*** DATASET RECORDS Section Begins ***

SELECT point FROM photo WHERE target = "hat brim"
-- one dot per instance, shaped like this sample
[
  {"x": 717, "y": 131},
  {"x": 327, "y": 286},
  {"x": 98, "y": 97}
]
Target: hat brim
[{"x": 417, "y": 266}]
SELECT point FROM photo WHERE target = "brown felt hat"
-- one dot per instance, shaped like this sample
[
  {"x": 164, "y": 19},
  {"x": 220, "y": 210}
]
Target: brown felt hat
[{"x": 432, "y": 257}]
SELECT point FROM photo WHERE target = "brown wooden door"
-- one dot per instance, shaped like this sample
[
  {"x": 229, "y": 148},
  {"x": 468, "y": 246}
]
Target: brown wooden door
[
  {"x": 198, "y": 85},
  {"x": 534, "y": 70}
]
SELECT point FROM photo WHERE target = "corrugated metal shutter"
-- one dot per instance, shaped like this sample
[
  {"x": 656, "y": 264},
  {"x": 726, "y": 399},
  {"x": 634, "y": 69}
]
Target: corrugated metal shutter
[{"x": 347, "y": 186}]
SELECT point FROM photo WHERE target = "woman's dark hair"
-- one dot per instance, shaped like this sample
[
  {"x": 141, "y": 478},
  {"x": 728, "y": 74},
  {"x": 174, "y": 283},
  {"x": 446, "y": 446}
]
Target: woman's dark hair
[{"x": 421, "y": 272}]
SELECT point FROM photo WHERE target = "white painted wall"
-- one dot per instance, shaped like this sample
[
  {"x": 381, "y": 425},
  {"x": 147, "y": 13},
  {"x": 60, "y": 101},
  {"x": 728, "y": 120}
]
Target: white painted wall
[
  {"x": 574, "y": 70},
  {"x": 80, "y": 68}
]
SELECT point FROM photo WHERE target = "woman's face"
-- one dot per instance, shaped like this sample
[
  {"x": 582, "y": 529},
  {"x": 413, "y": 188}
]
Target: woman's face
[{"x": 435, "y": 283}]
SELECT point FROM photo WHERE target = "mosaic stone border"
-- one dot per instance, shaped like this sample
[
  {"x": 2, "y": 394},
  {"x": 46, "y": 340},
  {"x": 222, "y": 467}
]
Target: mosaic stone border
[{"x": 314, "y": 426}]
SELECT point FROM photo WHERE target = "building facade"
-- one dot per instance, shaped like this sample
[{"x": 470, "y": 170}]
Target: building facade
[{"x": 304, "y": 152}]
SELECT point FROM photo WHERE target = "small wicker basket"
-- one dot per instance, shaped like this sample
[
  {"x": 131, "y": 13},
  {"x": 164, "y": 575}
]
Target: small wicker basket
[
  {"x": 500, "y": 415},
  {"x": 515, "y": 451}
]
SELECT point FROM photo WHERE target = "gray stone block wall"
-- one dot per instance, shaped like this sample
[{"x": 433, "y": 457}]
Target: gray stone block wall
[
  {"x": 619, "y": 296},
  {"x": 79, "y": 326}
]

*** DATASET RECORDS Section Ends ***

WHAT YOU WILL DO:
In full and without alteration, transcribe the listing above.

ANSWER BELOW:
SELECT point FROM photo WHERE target = "hat brim"
-- one dot per instance, shaped like this sample
[
  {"x": 717, "y": 131},
  {"x": 327, "y": 286},
  {"x": 98, "y": 97}
]
Target: hat brim
[{"x": 417, "y": 266}]
SELECT point FROM photo WHERE target = "brown felt hat"
-- one dot per instance, shaped like this sample
[
  {"x": 164, "y": 19},
  {"x": 220, "y": 210}
]
Target: brown felt hat
[{"x": 432, "y": 257}]
SELECT point FROM photo WHERE target = "brown wooden door"
-- one dot per instance, shaped like this sample
[
  {"x": 229, "y": 148},
  {"x": 468, "y": 246}
]
Target: brown wooden door
[
  {"x": 198, "y": 85},
  {"x": 534, "y": 70}
]
SELECT point FROM photo WHERE target = "corrugated metal shutter"
-- one dot per instance, shaped like this sample
[
  {"x": 656, "y": 264},
  {"x": 726, "y": 399},
  {"x": 634, "y": 69}
]
Target: corrugated metal shutter
[{"x": 347, "y": 186}]
SELECT point FROM photo WHERE target = "woman's dark hair"
-- one dot per instance, shaped like this sample
[
  {"x": 141, "y": 478},
  {"x": 728, "y": 74},
  {"x": 174, "y": 283},
  {"x": 446, "y": 446}
]
Target: woman's dark hair
[{"x": 421, "y": 272}]
SELECT point FROM photo WHERE target = "white painted wall"
-- one dot per instance, shaped like this sample
[
  {"x": 381, "y": 425},
  {"x": 147, "y": 13},
  {"x": 60, "y": 101},
  {"x": 728, "y": 120}
]
Target: white painted wall
[
  {"x": 574, "y": 70},
  {"x": 80, "y": 68}
]
SELECT point FROM photo WHERE target = "woman's face"
-- one dot per instance, shaped like this sample
[
  {"x": 582, "y": 529},
  {"x": 413, "y": 188}
]
Target: woman's face
[{"x": 435, "y": 283}]
SELECT point FROM photo WHERE target = "mosaic stone border"
-- one dot per instance, shaped like this sample
[
  {"x": 2, "y": 394},
  {"x": 46, "y": 340},
  {"x": 222, "y": 467}
]
Target: mosaic stone border
[{"x": 314, "y": 426}]
SELECT point FROM photo WHERE target = "building facade"
-- one dot per instance, shaped like this sample
[{"x": 470, "y": 170}]
Target: building facade
[{"x": 304, "y": 152}]
SELECT point FROM photo WHERE target = "small wicker basket"
-- one dot per instance, shaped like this sample
[
  {"x": 131, "y": 13},
  {"x": 164, "y": 575}
]
Target: small wicker basket
[
  {"x": 500, "y": 415},
  {"x": 515, "y": 451}
]
SELECT point FROM photo WHERE target = "gray stone block wall"
-- one dot per instance, shaped like this sample
[{"x": 433, "y": 457}]
Target: gray stone block wall
[
  {"x": 619, "y": 296},
  {"x": 79, "y": 326}
]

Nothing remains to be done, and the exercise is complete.